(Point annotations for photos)
****************************************

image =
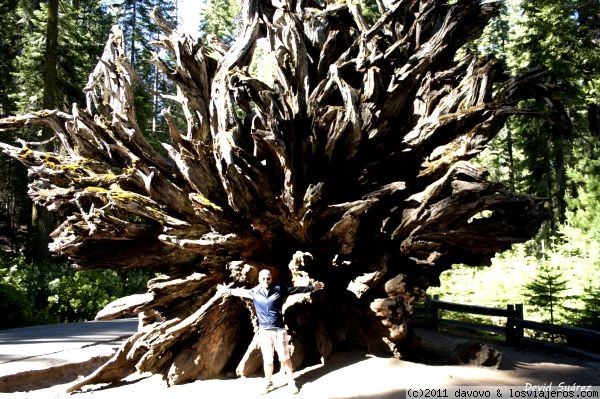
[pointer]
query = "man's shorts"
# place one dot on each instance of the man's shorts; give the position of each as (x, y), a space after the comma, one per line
(274, 340)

****************************************

* STATED TASK *
Rewrite the items above, putting "swim trunks" wherever "shorts" appears and changing nothing else. Leave the pictures out of your answer.

* RESULT BELOW *
image =
[pointer]
query = "man's swim trunks"
# place one dot on each instance of the man's swim trunks; give the position of each as (x, y), a space after the comma, one per line
(274, 340)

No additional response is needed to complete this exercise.